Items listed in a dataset

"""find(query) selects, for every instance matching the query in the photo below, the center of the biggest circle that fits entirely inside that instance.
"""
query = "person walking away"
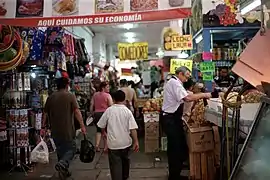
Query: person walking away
(130, 94)
(60, 109)
(100, 102)
(121, 129)
(159, 91)
(171, 119)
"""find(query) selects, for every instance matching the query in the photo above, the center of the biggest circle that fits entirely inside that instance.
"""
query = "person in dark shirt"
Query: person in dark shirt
(223, 80)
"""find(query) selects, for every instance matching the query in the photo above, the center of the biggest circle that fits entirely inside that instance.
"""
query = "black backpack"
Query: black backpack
(87, 153)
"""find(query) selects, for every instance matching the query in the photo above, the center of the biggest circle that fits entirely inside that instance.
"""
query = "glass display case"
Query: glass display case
(254, 160)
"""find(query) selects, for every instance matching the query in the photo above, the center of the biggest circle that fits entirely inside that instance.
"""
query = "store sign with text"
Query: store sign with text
(89, 12)
(176, 63)
(173, 41)
(133, 51)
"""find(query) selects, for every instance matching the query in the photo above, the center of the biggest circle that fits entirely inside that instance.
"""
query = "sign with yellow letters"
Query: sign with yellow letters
(133, 51)
(173, 41)
(176, 63)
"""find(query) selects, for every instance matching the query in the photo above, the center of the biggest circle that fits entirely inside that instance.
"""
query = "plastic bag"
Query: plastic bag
(87, 153)
(50, 144)
(89, 120)
(40, 153)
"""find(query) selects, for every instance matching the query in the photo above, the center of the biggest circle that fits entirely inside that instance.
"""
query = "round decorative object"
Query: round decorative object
(7, 35)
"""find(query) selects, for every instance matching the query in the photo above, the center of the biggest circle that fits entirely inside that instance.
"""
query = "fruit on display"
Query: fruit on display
(253, 97)
(152, 105)
(232, 97)
(197, 115)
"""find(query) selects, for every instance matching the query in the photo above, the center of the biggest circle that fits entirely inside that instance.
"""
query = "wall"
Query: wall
(84, 32)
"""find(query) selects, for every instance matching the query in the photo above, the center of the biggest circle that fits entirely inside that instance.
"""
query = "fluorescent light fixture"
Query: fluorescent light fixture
(128, 26)
(130, 34)
(33, 75)
(183, 55)
(198, 39)
(250, 6)
(130, 40)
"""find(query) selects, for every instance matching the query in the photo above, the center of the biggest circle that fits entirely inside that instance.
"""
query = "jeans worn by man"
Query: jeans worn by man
(60, 109)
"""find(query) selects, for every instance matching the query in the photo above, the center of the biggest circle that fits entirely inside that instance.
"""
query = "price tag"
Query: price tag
(208, 76)
(176, 63)
(133, 51)
(207, 67)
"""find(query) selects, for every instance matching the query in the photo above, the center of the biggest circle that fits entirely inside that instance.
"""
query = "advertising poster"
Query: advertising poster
(43, 13)
(65, 7)
(109, 6)
(29, 8)
(133, 51)
(173, 41)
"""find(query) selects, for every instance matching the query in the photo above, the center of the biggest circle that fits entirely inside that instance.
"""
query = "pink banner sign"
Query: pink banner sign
(207, 56)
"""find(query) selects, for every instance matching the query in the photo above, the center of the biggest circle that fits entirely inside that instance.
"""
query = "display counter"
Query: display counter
(213, 114)
(254, 160)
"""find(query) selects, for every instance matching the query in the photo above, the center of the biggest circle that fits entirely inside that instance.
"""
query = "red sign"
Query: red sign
(115, 18)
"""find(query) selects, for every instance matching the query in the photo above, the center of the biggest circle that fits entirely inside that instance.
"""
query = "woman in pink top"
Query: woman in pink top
(100, 102)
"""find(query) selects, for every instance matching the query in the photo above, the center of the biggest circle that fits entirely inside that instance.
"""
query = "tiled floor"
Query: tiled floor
(143, 167)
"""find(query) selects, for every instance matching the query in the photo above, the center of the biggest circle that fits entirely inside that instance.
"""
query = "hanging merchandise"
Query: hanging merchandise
(55, 36)
(35, 39)
(11, 50)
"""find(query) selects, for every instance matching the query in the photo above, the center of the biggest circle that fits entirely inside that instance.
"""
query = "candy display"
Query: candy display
(17, 118)
(152, 105)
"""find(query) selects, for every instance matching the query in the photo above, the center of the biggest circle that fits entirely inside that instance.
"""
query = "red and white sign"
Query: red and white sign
(41, 13)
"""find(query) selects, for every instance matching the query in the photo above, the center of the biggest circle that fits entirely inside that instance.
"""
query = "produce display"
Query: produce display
(253, 97)
(197, 117)
(152, 105)
(250, 97)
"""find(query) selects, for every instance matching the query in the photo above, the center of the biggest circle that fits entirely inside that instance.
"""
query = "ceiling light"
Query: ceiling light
(128, 26)
(251, 6)
(130, 34)
(130, 40)
(198, 39)
(183, 55)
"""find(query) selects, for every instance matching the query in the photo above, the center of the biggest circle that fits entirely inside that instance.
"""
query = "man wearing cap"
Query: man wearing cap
(60, 109)
(171, 119)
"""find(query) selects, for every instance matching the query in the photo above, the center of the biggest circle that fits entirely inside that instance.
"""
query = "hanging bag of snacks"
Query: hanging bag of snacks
(40, 153)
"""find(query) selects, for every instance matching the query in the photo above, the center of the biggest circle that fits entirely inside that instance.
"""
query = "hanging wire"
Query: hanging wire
(262, 30)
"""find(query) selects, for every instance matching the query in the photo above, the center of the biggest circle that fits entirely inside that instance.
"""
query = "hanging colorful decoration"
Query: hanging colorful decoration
(230, 13)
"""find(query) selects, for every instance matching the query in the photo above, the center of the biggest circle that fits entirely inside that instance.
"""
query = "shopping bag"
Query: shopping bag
(50, 144)
(89, 120)
(87, 153)
(40, 153)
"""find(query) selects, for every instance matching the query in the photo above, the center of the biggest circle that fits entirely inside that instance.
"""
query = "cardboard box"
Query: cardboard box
(151, 130)
(151, 145)
(163, 143)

Activity
Output each record above exactly as it stands, excluding all pictures.

Written answer
"""find(query) selects, for every instance matching the query in the photo below, the center of the biggest circle that fits entirely inside that instance.
"""
query = "person walking away"
Query: person walking away
(130, 94)
(60, 109)
(100, 102)
(121, 129)
(159, 91)
(171, 119)
"""find(query) selects, for every instance matching the query in the photo above, the center of the biggest circle that fits entirely inside that instance.
"""
query = "person in dark shirt"
Query: person in dark shirt
(223, 80)
"""find(query) selects, for every instance matching the query in the photo above, the center of the biggest circle that fits entirely inside that instance.
"""
query = "black backpack"
Query: black backpack
(87, 153)
"""find(query) selects, for every instance matching the query in the photo above, the center of the biggest circle that fits entirely inside that instance.
"""
query = "glass display case"
Query: glass display case
(254, 160)
"""find(query) selects, for every instance matching the query in the photo above, the center of the biggest circle that fits entirely inside that instance.
"""
query = "store sign with text"
Query: store sign with text
(89, 12)
(176, 63)
(173, 41)
(133, 51)
"""find(query) selects, for every instance matching the query in the photo above, the center of the biggest circle that fits entirely inside that instance.
"""
query = "sign with yellow letters"
Query: sign with yellow letters
(133, 51)
(173, 41)
(176, 63)
"""find(query) selects, for every instance matching the query in the photo above, the center of the biggest circle that fits entirely inside that instance.
"""
query = "plastic bag"
Query: plastic bag
(87, 153)
(50, 144)
(89, 120)
(40, 153)
"""find(query) selects, for every instance matching the query in the photo above, the center of the biggest circle that fits entirely inside that instance.
"""
query = "round decorative object"
Query: round decorative object
(7, 35)
"""find(query) selects, for every instance matching the query in the photo above, the center of the biggest circle that fits entirely inside that instance.
"""
query = "fruit on display"
Query: fruit on display
(253, 97)
(152, 105)
(232, 97)
(197, 115)
"""find(query) selects, for every instance matching the query in the photo above, the center of the biggest circle that fits entirely inside that instance.
"""
query = "wall"
Query: wall
(84, 32)
"""find(query) selects, for every instance matching the query in the photo above, the center of the biggest circle that fits entirely inside that instance.
"""
query = "fluorescent light fixture"
Query: fluorescent light fixture
(128, 26)
(130, 34)
(33, 75)
(183, 55)
(198, 39)
(250, 6)
(130, 40)
"""find(query) selects, for every instance matching the query in the photo above, the center of the biggest circle that fits entirely inside that instance.
"""
query = "jeans worn by man"
Query: jeans worn by man
(60, 109)
"""find(query) selects, for every instance matching the query in the photo above, the center of the biggest circle that fits entirely inside that instance.
"""
query = "price tag"
Query: price tag
(208, 76)
(176, 63)
(133, 51)
(207, 67)
"""find(query) selects, for every instance matching the query in the photo above, the center of the biggest circle that fits entirely inside that instance.
"""
query = "advertising poster"
Query: advertising poster
(43, 13)
(65, 7)
(109, 6)
(29, 8)
(133, 51)
(173, 41)
"""find(query) selects, for every instance matching the query in the photo above, the center of the biggest circle that fits entirely inside that instance.
"""
query = "pink banner sign"
Query: pink banner sign
(207, 56)
"""find(query) selects, for every instance matching the query in the photo above, the center of the biggest circle that fits entirely inside that instance.
"""
query = "display counter"
Query: display counter
(213, 114)
(254, 160)
"""find(query) selects, for every instance matching the query in the photo above, the center of the biggest circle that fits entirely inside that instance.
"""
query = "red sign"
Query: red sign
(115, 18)
"""find(query) selects, for every instance matching the query in the photo above, the center of the biggest circle that fits entirely inside that instance.
"""
query = "woman in pink top"
Query: woman in pink top
(100, 102)
"""find(query) selects, for every instance matching the query in the photo above, the center of the biggest circle that fits entirely inside that instance.
"""
query = "tiled floor"
Query: tiled floor
(143, 167)
"""find(query) selects, for every instance matching the query in the photo above, the center of the biggest circle that fits entirely inside that instance.
"""
query = "hanging merchandise"
Query: hanging merchandise
(55, 36)
(35, 39)
(11, 50)
"""find(query) selects, for every instance matching the query in the photo above, the center of the biggest circle that fits entirely inside that instance.
"""
query = "candy display"
Query: candy display
(17, 118)
(152, 105)
"""find(query) selects, for every instance matching the query in the photo above, the center of the biggest circle that fits entirely inside that instance.
"""
query = "red and white sign"
Query: red and white sign
(41, 13)
"""find(query) selects, for every instance matching the query in the photo above, the center of the biggest circle that fits entirely inside that instance.
"""
query = "produce display"
Query: produce display
(253, 97)
(197, 117)
(152, 105)
(250, 97)
"""find(query) selects, for every instance matching the query in the photo above, the center of the biggest circle that fits entirely inside that instance.
"""
query = "ceiling light"
Query: ceiling light
(128, 26)
(251, 6)
(130, 34)
(130, 40)
(198, 39)
(183, 55)
"""find(query) selects, for every instance matching the query in the photo above, the center of the biggest circle that fits entirely inside that instance.
"""
query = "man wearing cap"
Query: man wearing cap
(60, 109)
(171, 119)
"""find(query) selects, for every instance matching the query in the photo above, the center of the biggest circle that fits entirely inside that instance.
"""
query = "hanging bag of snacks"
Query: hanging bag of snacks
(40, 153)
"""find(query) selects, for every instance matching the query in the photo above, the center of the biggest circle that fits entirely inside that instance.
"""
query = "hanging wire"
Query: hanging wire
(262, 30)
"""find(query) selects, for every instance matching the query in the photo above, the center of the biggest circle that fits entirely inside that instance.
"""
query = "hanging colorful decoration"
Query: hanging colorful decoration
(230, 13)
"""find(query) selects, for every instance matching the query in the photo above, the center of the biggest circle that fits entirely inside that instance.
"""
query = "shopping bag"
Query: shopping bag
(50, 144)
(89, 120)
(87, 153)
(40, 153)
"""find(query) selects, for every instance matching the query in the photo above, the center of the biggest circle that fits entirely inside that instance.
"""
query = "cardboard box"
Query: cardboard box
(151, 130)
(151, 145)
(163, 143)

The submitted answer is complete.